> [Set task] Locate each line in the entries that contains the string "knit" and copy those lines out.

Annotated coordinate records:
====

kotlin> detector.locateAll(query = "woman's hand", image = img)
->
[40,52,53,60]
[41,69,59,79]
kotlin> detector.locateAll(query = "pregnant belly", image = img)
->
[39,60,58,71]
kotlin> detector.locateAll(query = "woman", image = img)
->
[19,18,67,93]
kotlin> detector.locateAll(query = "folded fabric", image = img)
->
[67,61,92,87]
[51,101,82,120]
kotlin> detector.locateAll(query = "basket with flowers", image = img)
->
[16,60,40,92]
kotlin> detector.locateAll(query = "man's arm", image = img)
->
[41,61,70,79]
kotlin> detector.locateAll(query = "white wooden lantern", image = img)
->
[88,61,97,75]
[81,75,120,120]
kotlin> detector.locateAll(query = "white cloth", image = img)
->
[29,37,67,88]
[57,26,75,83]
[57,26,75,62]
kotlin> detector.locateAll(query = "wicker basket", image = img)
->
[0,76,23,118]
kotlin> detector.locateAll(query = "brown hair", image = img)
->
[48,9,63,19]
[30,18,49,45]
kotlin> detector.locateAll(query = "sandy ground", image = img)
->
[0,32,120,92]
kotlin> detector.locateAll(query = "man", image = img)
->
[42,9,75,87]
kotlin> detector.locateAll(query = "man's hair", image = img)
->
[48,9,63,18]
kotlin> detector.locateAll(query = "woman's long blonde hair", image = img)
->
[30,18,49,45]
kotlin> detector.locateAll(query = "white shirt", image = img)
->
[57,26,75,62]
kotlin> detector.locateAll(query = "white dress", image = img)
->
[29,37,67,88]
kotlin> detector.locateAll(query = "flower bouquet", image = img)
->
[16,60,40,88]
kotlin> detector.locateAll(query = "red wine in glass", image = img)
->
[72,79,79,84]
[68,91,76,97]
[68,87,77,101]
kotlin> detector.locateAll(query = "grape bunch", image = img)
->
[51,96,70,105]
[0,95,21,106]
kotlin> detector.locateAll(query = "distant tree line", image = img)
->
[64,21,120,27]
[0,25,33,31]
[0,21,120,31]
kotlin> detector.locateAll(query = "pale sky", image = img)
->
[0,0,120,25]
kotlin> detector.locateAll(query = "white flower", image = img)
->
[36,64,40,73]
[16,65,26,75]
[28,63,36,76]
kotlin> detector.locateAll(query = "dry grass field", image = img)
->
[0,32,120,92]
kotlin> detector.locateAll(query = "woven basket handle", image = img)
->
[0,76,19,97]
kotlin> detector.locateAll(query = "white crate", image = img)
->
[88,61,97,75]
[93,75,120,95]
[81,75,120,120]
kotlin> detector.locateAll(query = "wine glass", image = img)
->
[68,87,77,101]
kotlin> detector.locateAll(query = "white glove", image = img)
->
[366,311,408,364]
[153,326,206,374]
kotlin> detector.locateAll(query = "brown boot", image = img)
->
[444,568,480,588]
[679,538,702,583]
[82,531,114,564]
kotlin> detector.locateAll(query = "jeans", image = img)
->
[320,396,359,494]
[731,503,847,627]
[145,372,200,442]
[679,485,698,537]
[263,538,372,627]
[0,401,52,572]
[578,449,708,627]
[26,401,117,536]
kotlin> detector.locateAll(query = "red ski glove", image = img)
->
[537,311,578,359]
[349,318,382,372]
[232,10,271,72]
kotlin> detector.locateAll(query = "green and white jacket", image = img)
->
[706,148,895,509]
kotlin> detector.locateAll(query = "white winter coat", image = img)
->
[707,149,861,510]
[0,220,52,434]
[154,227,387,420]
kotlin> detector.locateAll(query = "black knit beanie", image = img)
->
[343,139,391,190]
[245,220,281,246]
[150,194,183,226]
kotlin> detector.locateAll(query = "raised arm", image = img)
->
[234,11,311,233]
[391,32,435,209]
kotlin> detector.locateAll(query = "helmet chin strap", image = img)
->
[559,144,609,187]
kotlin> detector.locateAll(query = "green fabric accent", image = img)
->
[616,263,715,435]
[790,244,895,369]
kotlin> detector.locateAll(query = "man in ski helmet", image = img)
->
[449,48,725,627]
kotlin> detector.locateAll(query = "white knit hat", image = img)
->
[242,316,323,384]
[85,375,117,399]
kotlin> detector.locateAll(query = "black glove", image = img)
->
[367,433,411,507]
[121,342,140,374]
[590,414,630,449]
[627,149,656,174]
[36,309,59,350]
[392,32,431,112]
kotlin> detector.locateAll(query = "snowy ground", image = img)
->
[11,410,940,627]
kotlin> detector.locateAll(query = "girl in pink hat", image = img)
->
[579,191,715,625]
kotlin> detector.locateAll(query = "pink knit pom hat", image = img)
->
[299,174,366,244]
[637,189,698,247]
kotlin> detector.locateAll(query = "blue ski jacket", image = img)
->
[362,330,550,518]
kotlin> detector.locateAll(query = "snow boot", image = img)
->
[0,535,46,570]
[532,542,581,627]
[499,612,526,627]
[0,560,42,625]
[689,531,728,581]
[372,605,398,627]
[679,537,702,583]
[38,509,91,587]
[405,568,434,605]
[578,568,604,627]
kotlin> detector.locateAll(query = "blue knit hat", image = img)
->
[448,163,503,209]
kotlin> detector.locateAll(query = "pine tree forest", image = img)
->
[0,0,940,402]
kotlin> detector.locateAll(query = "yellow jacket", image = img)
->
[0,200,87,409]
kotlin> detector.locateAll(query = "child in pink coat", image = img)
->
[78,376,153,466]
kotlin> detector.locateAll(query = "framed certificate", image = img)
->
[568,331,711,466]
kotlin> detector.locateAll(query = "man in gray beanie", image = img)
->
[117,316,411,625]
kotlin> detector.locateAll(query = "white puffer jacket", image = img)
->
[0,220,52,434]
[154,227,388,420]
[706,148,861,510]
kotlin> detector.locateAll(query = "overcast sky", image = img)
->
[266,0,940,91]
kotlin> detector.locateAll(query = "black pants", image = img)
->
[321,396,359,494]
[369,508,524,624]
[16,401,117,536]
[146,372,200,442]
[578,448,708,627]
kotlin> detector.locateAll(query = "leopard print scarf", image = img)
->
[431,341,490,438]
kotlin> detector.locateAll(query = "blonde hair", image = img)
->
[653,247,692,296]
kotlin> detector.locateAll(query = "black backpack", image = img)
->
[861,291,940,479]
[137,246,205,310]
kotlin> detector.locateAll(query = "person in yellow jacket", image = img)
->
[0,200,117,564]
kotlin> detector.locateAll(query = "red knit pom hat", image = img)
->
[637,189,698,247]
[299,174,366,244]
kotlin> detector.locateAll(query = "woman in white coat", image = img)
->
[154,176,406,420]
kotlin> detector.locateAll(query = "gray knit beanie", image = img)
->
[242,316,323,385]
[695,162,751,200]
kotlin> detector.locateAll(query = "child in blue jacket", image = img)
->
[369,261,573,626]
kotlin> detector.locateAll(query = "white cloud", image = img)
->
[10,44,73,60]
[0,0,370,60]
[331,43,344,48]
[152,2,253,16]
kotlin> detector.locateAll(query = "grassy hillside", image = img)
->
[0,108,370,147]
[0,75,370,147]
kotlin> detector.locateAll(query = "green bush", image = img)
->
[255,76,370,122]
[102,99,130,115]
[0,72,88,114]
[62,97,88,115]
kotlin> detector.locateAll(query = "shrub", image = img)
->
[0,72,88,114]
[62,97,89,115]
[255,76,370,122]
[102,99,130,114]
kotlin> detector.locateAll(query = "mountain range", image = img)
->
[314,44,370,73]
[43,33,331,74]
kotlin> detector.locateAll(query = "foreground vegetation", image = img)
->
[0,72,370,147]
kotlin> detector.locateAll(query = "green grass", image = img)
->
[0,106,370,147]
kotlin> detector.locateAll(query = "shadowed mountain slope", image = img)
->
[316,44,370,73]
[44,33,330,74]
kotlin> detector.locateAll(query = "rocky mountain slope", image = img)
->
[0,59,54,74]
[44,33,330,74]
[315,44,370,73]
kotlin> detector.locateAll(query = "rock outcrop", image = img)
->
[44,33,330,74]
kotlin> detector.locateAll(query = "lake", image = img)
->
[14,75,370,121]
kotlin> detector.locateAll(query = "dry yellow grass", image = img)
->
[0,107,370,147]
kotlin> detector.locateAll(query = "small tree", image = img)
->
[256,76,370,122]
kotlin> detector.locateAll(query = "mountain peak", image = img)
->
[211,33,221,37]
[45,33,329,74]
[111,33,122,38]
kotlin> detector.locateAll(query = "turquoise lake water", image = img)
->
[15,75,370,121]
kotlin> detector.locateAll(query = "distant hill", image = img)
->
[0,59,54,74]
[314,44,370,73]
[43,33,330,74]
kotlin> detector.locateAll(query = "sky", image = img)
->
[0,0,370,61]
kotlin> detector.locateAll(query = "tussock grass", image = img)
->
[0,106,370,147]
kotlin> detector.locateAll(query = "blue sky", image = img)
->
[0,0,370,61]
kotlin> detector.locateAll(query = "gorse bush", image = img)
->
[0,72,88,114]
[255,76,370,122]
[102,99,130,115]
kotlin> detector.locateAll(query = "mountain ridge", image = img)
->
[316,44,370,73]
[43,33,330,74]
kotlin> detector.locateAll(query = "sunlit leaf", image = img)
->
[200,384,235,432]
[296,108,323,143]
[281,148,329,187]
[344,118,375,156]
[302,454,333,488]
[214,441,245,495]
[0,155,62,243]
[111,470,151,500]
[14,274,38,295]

====

> [Answer to this task]
kotlin> detector.locateAll(query = "black knit beanie", image = img)
kotlin> detector.locateAll(query = "white knit hat", image = img)
kotlin> detector.locateAll(query = "pink knit pom hat", image = img)
kotlin> detector.locateAll(query = "blue knit hat", image = img)
kotlin> detector.locateAll(query = "red knit pom hat", image = img)
kotlin> detector.locateAll(query = "gray knit beanie", image = img)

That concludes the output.